Given passage -
++++++++++
Q. I have a friend who has been diagnosed with mental health. Is it contagious?
A. You tell me. Recently, scientists put laboratory mice with mental health into a cage with mice who were crazy about bluegrass. After an hour, the mice with mental health were singing that high, lonesome harmony on “Wreck of the Old ’97,” and asking about banjo lessons.
Q. I’m worried about going crazy. What can I do to prevent that?
A. One of the key misunderstandings about mental health is that people who get it are crazy. The important thing to remember: if you don’t have the one, you don’t necessarily not have the other. Give or take. But be wary. When you talk openly to the trees, the net people will find you.
Q. I’ve heard people at work say “we just need to put our heads together and we’ll figure this out.” Isn’t that how mental health spreads?
Q. What about bodily fluids?
A. Always wash your hair after thinking.
Q. If you’re doing mental gymnastics, should you wear sweat pants on your head?
A. Does a giraffe stand in the front row for the annual group shot at the zoo?
A. Go ahead. Wear them.
Q. What is the difference between being crazy and being a knucklehead?
A. People may refer to you sometimes as a “crazy knucklehead.” This is a misnomer — not to be confused with a mrsnomer or a misternomer. Crazy and knucklehead are very distinct terms, as different, for example, as clowns named Bozo and Cracko. Fact is, if you are a crazoid, people seldom call you a knucklehead — unless it’s in the context of “Oh you crazy knucklehead, now I’m going to have to spank you.”
Q. How do you know if you’ve come down with mental health?
A. Start every day by asking yourself: am I crazy? If you answer yes, then you’re fine. If you say no, then you’re fine. If a voice says “Who wants to know?” and it sounds like your mother but your mother is in Kansas visiting the wheat, then go immediately into the bathroom and brush your teeth.
A. Look, if you’ve got mental health you’ll certainly need dental health, because dentists don’t want nut jobs with bleeding gums dripping any nut juice on them.
Q. My father says Uncle Ed is “crazy as a bedbug,” but Aunt Martha is “an out-and-out lunatic.” Which is worse?
A. As long as Aunt Martha stays out and out, you’re okay and okay. Might want to change the locks. As for Uncle Ed, it’s bad enough to be like a bed bug, because they bite. To be a crazy bedbug, well, let’s just say Uncle Ed might want to start flossing.
++++++++++
Given information -
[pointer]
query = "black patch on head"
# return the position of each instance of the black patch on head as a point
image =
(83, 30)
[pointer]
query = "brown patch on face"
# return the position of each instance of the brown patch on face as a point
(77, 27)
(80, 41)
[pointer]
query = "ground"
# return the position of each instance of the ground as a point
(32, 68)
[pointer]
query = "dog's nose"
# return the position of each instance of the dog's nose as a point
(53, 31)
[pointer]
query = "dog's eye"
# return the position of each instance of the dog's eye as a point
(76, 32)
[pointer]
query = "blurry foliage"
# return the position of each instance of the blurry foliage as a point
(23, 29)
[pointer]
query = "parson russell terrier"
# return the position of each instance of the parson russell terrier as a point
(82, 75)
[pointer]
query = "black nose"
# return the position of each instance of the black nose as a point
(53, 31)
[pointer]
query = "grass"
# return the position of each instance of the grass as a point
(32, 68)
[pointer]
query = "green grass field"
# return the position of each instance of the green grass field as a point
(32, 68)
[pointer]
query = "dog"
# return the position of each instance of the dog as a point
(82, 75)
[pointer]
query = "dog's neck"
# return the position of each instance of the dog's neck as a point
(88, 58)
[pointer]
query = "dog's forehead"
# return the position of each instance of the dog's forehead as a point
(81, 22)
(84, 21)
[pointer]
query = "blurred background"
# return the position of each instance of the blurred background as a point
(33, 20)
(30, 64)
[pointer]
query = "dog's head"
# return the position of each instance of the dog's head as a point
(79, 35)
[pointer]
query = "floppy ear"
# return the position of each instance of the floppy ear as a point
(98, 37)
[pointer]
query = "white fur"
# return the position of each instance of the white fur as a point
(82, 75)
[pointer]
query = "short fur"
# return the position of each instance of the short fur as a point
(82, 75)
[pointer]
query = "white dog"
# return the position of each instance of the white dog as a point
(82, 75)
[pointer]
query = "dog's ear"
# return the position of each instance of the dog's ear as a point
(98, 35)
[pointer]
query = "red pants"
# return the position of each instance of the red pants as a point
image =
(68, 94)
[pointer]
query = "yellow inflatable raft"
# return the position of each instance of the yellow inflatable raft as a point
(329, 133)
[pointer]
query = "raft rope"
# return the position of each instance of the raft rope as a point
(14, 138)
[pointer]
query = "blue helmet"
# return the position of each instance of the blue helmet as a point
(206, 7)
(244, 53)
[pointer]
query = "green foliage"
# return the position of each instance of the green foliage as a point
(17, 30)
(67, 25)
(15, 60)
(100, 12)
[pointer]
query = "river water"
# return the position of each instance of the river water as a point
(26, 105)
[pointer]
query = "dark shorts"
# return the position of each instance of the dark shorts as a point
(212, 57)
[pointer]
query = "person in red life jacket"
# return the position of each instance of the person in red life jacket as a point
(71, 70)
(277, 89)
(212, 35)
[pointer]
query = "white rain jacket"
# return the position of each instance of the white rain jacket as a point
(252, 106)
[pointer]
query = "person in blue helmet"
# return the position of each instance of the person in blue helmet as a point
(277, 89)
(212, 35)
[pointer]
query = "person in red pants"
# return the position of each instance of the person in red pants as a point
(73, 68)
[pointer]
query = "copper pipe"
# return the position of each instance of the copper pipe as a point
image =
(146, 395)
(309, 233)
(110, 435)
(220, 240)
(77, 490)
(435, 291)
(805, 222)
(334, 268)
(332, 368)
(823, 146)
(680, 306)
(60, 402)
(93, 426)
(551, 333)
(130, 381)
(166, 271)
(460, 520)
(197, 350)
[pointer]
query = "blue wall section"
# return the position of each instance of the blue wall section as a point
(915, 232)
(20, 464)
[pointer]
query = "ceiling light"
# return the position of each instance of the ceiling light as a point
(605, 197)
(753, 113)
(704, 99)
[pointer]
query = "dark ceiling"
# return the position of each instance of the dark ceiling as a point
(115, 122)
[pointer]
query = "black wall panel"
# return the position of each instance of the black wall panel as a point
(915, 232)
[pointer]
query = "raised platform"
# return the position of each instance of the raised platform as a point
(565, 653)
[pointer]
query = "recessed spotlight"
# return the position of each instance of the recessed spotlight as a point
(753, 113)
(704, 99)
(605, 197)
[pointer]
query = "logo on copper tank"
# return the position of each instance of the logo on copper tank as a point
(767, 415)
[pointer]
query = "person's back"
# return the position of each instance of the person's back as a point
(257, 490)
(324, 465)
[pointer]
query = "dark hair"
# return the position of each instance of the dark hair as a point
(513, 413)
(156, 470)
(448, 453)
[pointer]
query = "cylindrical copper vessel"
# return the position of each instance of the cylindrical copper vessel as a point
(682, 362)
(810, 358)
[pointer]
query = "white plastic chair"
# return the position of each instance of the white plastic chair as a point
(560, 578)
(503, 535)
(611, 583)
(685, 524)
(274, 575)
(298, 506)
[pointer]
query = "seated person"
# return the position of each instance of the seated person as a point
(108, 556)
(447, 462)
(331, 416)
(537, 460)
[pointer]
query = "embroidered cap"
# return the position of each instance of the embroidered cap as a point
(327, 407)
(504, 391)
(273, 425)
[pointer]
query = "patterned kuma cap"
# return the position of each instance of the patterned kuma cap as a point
++++++++++
What the exercise asks - Reproduce everything in the mental health Q&A from "A. One of the" down to "on your head?".

Result for this task -
A. One of the key misunderstandings about mental health is that people who get it are crazy. The important thing to remember: if you don’t have the one, you don’t necessarily not have the other. Give or take. But be wary. When you talk openly to the trees, the net people will find you.
Q. I’ve heard people at work say “we just need to put our heads together and we’ll figure this out.” Isn’t that how mental health spreads?
Q. What about bodily fluids?
A. Always wash your hair after thinking.
Q. If you’re doing mental gymnastics, should you wear sweat pants on your head?